**Work to complete:**
Pull out every line of the data below that contains the string "woman", matching case exactly.

begin Given data

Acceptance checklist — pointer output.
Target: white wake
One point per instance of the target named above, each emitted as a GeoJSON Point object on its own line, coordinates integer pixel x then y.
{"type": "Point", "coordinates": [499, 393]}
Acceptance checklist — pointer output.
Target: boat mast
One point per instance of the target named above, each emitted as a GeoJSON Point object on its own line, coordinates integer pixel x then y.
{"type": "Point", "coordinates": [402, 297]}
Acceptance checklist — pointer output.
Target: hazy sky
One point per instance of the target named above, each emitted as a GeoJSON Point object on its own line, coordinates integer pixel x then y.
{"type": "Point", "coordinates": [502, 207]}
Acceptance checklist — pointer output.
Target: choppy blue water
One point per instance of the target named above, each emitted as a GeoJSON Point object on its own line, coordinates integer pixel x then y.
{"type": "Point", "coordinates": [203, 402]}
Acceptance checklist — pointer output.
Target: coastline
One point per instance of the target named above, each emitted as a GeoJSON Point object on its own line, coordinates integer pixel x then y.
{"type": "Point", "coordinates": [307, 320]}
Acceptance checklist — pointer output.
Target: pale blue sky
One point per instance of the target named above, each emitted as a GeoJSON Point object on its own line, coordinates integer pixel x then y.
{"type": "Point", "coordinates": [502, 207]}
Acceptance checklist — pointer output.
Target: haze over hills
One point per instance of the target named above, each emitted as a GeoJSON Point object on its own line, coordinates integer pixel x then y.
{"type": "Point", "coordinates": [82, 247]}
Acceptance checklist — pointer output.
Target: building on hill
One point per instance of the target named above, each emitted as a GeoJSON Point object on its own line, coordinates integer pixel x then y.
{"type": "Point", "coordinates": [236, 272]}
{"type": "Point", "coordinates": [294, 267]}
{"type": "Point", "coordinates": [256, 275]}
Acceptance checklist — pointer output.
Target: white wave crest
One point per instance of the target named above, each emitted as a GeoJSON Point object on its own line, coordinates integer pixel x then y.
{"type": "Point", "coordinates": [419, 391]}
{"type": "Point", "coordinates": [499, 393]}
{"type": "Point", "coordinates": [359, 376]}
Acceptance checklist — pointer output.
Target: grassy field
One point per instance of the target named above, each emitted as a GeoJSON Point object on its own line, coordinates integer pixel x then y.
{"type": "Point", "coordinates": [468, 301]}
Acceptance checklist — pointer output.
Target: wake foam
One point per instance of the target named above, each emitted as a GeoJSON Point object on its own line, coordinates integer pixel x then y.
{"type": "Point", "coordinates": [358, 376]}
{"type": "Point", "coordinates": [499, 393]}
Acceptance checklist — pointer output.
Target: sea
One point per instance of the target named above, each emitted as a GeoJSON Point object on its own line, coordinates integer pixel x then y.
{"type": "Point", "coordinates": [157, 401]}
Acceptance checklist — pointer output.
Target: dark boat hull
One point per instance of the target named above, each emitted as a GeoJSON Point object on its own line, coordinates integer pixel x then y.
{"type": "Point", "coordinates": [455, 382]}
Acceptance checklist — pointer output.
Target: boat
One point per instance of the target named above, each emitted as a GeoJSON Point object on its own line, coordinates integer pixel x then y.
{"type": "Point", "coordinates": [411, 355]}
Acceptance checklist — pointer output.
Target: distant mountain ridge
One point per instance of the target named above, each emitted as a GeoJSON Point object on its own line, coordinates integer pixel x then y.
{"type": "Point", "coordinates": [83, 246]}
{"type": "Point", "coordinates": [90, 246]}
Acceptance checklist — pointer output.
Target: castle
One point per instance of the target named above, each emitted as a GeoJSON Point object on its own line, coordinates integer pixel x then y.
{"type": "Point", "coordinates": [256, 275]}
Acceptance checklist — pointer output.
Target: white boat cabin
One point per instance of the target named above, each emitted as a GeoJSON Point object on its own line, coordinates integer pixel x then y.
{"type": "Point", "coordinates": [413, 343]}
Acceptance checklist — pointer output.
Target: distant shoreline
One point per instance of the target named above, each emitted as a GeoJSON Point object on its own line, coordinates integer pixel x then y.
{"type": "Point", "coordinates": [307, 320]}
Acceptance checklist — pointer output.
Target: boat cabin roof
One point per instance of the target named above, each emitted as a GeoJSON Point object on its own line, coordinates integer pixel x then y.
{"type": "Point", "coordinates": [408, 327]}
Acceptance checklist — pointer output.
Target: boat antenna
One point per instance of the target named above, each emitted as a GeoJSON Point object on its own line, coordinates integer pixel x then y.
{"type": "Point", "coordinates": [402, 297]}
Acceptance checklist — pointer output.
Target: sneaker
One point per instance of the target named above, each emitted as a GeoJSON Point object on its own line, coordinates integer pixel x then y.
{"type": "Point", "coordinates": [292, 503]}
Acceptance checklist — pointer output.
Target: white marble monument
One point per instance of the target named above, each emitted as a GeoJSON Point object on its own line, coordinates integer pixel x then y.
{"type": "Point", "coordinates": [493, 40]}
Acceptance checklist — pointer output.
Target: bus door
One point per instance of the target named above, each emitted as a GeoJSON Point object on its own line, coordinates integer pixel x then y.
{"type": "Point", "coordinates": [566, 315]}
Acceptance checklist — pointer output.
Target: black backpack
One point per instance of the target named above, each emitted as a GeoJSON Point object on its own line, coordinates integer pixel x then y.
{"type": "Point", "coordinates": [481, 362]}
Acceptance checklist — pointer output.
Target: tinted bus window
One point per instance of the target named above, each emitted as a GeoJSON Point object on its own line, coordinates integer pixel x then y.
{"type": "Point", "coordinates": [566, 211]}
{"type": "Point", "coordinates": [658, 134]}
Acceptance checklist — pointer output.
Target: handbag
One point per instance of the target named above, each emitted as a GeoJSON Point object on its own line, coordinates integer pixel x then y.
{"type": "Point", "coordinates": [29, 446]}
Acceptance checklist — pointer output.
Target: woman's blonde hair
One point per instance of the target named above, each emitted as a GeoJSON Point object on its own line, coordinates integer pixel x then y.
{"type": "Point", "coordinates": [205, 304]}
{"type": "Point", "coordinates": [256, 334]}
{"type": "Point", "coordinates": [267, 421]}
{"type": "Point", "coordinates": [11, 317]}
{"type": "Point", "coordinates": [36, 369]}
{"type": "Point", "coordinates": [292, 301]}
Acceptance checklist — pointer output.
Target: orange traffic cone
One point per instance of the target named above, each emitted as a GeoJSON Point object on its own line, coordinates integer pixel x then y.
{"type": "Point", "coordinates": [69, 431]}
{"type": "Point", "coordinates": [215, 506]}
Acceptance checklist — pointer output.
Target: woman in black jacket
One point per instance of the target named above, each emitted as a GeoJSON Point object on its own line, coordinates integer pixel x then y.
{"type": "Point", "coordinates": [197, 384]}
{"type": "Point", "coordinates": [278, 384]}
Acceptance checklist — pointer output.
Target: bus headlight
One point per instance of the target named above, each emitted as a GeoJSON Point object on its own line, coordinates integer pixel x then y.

end Given data

**Full solution:**
Target: woman's blonde hair
Target: woman in black jacket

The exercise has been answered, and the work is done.